Named-object pointing records
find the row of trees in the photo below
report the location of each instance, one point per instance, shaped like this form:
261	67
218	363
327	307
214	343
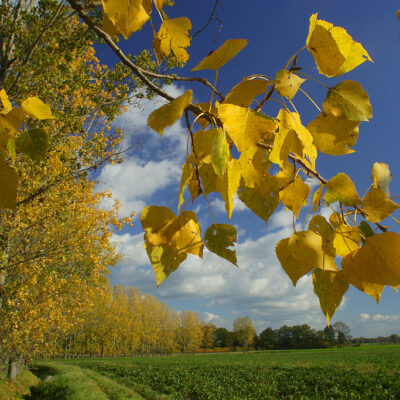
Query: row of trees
123	321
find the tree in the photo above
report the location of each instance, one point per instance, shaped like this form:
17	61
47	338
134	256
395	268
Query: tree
233	125
244	331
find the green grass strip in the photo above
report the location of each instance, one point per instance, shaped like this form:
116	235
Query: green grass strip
67	382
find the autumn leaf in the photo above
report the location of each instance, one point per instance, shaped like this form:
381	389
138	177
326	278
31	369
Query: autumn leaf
334	136
33	143
303	252
219	152
229	183
244	126
245	91
295	195
174	36
346	240
287	83
5	102
164	260
187	172
127	16
381	177
8	184
222	55
377	206
169	113
261	203
341	188
35	107
333	49
219	238
376	262
329	286
348	100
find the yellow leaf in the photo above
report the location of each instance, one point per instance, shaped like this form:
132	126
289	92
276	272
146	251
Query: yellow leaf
346	240
381	177
228	184
244	126
203	122
317	198
208	178
174	36
321	226
5	102
262	203
289	263
12	121
377	206
219	152
292	137
8	185
341	188
222	55
169	113
202	144
287	83
108	26
127	16
244	92
163	227
219	238
348	100
254	166
158	224
377	261
164	260
294	195
187	171
187	236
307	248
35	107
333	49
159	4
333	135
329	286
33	143
302	253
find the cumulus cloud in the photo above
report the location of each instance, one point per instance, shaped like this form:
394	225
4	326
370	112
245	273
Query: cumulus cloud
156	162
259	288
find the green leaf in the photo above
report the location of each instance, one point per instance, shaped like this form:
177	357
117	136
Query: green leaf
348	100
33	143
218	238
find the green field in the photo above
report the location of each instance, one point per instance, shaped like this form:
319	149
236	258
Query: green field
371	372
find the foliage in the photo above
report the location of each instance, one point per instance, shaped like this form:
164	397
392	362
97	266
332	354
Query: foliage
235	146
358	373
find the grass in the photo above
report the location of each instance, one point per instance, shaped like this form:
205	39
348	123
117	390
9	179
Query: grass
348	373
19	388
67	382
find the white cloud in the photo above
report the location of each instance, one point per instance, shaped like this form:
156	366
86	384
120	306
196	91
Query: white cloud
135	181
258	288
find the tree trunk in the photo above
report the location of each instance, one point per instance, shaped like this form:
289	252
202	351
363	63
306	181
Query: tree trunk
15	366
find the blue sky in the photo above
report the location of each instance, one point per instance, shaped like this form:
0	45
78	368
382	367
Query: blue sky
259	288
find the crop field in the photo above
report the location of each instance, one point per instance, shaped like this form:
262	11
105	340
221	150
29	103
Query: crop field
371	372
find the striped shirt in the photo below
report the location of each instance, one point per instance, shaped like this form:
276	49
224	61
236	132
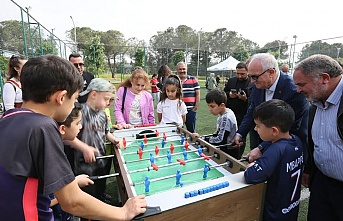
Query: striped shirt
328	146
189	87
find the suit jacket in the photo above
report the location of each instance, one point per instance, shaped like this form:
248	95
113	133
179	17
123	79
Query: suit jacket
285	90
310	166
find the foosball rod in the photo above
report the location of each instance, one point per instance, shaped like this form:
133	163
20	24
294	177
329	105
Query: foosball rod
152	133
152	150
153	143
151	138
103	157
161	156
103	176
184	173
165	165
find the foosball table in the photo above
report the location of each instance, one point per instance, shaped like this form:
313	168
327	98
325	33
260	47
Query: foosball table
185	178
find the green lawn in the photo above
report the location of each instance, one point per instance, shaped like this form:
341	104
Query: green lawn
206	124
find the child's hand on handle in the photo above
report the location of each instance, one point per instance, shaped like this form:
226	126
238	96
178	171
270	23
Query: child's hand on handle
237	141
89	154
127	126
195	135
118	143
134	206
83	180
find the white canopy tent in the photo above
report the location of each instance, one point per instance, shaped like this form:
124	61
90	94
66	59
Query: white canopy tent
226	65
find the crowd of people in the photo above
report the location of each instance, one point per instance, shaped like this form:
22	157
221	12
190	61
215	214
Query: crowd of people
294	123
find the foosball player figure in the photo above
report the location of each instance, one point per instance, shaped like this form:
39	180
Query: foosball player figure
142	145
185	154
186	145
147	184
152	159
178	177
206	169
172	147
124	143
163	143
182	139
145	139
157	150
140	153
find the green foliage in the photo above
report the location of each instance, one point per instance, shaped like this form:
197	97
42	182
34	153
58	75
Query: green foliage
3	64
178	56
319	47
139	57
94	55
241	53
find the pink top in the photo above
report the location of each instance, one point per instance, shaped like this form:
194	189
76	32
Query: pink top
146	103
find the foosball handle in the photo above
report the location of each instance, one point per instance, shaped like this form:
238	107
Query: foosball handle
150	211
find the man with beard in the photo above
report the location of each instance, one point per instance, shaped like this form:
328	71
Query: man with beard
319	78
237	93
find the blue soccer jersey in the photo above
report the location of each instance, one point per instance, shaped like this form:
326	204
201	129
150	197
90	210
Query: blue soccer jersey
281	166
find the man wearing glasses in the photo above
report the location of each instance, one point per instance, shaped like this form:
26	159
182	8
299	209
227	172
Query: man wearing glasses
77	61
270	83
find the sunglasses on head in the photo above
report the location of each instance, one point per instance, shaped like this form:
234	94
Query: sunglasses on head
78	64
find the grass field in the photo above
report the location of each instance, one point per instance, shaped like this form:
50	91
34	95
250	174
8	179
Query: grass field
206	124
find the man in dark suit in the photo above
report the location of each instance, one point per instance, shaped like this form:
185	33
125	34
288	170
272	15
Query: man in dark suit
270	83
237	90
77	61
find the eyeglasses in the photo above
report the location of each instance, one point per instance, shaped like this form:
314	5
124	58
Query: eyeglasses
255	77
78	64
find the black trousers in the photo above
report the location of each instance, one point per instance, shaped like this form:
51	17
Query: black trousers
326	199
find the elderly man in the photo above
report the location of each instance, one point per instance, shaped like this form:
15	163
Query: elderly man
270	83
237	90
285	69
191	95
77	61
319	78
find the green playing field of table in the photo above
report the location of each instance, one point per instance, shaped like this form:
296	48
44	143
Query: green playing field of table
139	169
183	195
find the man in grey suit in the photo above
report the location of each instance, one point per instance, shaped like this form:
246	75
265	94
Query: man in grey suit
270	83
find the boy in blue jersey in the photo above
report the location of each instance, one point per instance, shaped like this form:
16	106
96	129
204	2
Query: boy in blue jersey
32	160
281	163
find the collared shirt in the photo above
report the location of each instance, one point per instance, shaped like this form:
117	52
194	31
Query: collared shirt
328	146
269	93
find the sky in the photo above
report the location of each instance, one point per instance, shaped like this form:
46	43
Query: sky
260	21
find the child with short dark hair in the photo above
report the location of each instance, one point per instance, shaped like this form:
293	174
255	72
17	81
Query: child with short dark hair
94	133
226	123
281	163
171	109
155	91
35	165
69	130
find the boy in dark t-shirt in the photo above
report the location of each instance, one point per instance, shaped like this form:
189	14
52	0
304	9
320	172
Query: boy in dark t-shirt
32	160
281	163
226	123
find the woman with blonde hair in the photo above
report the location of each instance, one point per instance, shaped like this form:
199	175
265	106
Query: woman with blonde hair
134	105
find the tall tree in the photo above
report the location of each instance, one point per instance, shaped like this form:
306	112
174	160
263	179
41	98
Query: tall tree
94	55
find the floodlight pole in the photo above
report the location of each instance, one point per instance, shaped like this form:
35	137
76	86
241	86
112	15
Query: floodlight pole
198	53
74	33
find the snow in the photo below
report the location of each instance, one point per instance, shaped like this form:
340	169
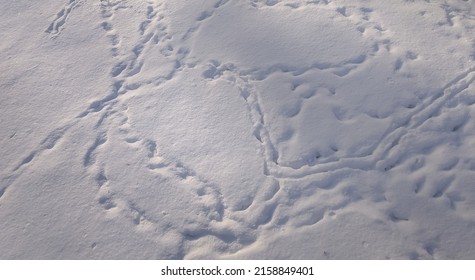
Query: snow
226	129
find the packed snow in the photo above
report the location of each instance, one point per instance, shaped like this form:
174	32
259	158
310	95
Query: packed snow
237	129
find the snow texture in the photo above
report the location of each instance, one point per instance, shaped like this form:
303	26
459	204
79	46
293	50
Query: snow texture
248	129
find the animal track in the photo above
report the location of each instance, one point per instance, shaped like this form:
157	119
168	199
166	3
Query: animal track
61	17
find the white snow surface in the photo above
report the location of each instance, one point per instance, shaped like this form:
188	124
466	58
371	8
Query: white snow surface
237	129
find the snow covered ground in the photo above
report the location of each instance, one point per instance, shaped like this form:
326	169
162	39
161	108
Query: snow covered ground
266	129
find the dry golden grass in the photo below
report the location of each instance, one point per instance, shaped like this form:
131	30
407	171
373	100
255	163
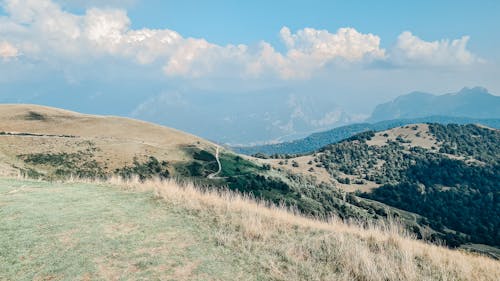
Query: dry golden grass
288	246
117	140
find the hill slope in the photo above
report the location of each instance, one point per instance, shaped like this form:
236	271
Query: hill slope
99	144
469	102
318	140
98	232
447	174
54	144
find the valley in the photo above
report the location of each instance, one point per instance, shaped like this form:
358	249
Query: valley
351	179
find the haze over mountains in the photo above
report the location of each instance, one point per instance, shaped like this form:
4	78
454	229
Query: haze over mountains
469	102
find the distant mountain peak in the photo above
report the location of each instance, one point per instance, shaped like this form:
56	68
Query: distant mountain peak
475	102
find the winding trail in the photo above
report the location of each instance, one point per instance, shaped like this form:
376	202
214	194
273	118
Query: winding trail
214	175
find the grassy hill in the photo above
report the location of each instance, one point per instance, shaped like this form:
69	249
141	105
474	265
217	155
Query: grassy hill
163	231
448	174
341	180
47	141
54	144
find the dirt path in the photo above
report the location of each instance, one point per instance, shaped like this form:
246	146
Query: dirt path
213	175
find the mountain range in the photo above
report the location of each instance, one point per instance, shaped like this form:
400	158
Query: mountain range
469	102
368	177
468	106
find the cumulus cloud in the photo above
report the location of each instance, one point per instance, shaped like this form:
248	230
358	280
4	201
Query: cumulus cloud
410	49
41	29
8	51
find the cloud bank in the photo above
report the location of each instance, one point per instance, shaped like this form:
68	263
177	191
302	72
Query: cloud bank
42	30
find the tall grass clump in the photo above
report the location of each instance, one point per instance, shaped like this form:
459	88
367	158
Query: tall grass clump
289	246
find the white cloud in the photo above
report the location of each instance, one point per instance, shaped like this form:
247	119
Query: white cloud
41	29
321	45
411	50
8	51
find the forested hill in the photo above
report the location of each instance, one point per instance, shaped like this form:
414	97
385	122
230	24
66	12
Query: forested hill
321	139
448	174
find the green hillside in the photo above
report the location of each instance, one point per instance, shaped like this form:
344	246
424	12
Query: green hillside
318	140
451	178
163	231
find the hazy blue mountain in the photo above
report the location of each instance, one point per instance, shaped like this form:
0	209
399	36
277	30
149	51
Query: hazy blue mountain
318	140
469	102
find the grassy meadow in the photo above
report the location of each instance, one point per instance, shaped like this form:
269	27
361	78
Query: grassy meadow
166	231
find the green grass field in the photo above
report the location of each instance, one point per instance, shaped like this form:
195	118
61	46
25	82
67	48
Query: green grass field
89	232
77	231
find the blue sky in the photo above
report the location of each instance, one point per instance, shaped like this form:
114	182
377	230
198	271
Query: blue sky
226	22
135	57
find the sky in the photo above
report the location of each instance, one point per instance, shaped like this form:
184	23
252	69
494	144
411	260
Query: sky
136	57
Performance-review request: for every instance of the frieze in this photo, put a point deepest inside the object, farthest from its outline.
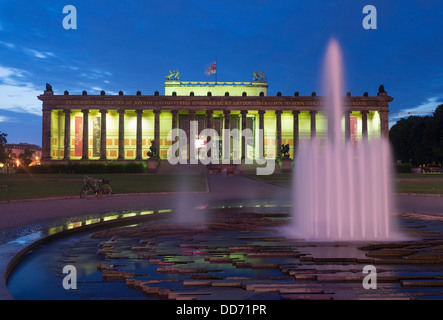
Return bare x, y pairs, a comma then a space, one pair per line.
205, 102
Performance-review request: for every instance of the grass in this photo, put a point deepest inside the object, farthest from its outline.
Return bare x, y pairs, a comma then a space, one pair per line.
403, 182
23, 186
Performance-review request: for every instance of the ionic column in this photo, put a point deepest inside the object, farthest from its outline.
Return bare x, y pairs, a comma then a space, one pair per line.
192, 132
347, 125
364, 124
278, 137
103, 113
157, 129
121, 134
139, 135
313, 124
243, 127
261, 145
46, 134
67, 146
174, 119
226, 138
209, 117
174, 126
384, 123
85, 147
296, 130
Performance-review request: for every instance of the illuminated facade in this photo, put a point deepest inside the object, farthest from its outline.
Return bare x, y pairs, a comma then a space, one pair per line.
121, 127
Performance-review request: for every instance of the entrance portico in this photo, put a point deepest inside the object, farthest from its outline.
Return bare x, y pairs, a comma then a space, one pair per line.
121, 127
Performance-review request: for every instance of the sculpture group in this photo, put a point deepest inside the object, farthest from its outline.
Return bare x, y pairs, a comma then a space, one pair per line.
173, 75
258, 76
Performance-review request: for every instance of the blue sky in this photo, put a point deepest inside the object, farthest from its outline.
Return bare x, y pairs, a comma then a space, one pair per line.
131, 45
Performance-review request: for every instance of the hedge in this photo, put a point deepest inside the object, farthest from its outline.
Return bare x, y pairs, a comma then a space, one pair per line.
86, 168
403, 167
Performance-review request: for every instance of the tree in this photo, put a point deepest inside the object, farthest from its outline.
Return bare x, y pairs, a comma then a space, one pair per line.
3, 143
419, 140
25, 157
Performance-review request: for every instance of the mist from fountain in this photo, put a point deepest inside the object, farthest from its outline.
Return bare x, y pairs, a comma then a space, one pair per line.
342, 191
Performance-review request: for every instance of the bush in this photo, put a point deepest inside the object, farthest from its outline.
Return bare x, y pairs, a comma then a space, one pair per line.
403, 167
85, 168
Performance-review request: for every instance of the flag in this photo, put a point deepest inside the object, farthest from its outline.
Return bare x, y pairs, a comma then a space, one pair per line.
211, 69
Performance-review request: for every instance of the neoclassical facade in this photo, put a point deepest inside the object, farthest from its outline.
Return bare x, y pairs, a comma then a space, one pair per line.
121, 127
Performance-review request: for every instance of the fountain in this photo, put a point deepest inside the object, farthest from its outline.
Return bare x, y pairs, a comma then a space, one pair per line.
342, 191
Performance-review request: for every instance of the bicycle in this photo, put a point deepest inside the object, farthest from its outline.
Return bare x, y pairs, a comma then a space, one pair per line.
98, 187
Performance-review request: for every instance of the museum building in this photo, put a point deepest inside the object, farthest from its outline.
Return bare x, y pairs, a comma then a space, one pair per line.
121, 127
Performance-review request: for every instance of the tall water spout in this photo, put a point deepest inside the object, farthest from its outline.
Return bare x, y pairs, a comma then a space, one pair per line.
341, 190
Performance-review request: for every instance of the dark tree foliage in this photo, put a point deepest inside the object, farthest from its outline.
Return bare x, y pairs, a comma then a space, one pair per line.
419, 140
3, 142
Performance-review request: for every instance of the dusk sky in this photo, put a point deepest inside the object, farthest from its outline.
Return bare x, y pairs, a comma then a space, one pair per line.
131, 45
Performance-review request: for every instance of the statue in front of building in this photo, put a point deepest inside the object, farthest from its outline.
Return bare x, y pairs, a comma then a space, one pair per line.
173, 75
258, 76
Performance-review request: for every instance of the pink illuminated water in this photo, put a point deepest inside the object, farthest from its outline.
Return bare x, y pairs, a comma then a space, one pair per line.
342, 191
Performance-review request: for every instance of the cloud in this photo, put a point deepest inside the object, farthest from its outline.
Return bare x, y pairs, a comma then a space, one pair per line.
5, 119
38, 54
17, 94
7, 44
425, 108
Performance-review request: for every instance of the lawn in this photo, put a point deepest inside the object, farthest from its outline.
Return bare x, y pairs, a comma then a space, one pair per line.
403, 183
23, 186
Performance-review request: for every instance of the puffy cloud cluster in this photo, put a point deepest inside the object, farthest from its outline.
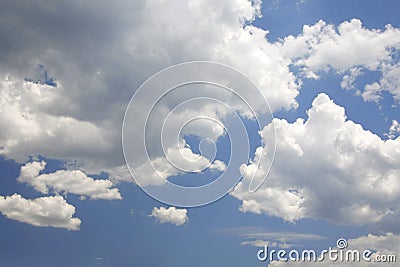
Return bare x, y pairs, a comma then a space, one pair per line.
54, 210
348, 48
394, 130
67, 181
326, 167
44, 211
80, 118
171, 215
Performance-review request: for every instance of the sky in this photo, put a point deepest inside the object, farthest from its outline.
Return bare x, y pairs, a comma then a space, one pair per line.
102, 113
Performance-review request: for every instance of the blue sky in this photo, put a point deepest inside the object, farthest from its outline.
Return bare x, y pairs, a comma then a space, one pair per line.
68, 71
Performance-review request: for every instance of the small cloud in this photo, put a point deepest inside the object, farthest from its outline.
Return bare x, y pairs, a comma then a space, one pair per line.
171, 215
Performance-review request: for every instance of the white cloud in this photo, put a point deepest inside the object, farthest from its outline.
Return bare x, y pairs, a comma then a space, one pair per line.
68, 181
348, 47
171, 215
44, 211
393, 130
80, 119
326, 167
348, 80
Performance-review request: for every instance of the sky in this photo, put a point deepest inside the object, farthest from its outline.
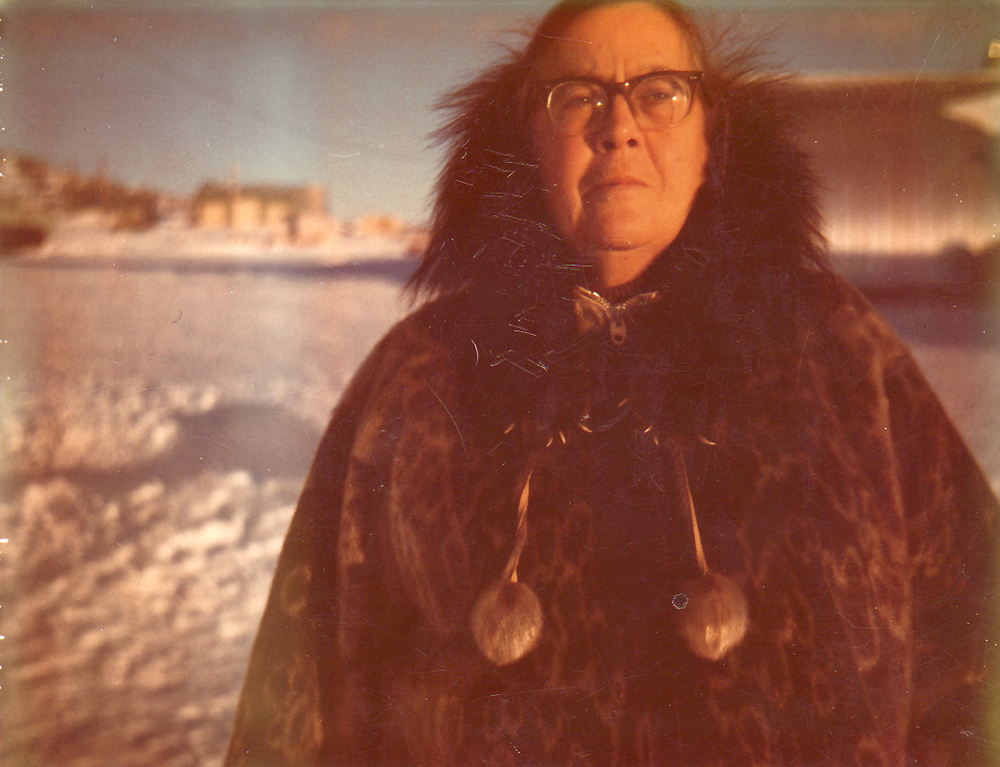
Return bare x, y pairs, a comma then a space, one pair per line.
173, 94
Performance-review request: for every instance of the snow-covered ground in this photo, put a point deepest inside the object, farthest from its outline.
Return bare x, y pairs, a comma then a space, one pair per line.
91, 235
156, 424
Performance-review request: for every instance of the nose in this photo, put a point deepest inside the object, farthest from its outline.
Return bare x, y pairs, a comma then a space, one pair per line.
619, 128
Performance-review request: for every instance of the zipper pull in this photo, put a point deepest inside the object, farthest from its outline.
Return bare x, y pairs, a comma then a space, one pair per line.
616, 323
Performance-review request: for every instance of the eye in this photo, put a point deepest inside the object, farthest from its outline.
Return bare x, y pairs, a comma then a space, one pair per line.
574, 97
661, 98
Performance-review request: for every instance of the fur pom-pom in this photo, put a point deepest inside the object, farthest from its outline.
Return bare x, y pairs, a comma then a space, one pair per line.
506, 622
712, 615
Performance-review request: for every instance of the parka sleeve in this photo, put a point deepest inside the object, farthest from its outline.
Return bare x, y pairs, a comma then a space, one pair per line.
951, 534
307, 696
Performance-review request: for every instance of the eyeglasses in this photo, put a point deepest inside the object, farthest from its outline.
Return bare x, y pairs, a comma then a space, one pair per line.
658, 100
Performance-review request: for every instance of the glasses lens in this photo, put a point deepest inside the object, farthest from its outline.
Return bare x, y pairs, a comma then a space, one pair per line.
663, 101
574, 105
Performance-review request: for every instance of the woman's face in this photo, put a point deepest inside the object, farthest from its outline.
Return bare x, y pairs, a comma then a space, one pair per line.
619, 194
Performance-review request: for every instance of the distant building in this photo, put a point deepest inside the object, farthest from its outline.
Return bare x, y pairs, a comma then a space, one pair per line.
902, 171
278, 210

> _Task to complete_
Repeat only the stretch of lines that begins at the line containing "Performance-review request: for every instance of the glasses" and ends at the last line above, both included.

> _Finished answer_
Performance-review request: for every instance of the glasses lens in this photo, put a point deepest inside the object, farthest from its outline.
Return bare x, y pairs, a comma then a space, one pair per line.
663, 101
574, 105
Performance-review request: for every instance of the woman's face in this photo, put a point deepest inside the object, farthest from its outline.
Return bare x, y pairs, a comma then a space, one pair per line.
619, 194
Performance-review request: for every instance of the distant building in this photo, put a point deepest inside the object, farthest from its outline.
Return bare x, y pairs, a comma then a space, one pair per line.
902, 171
278, 210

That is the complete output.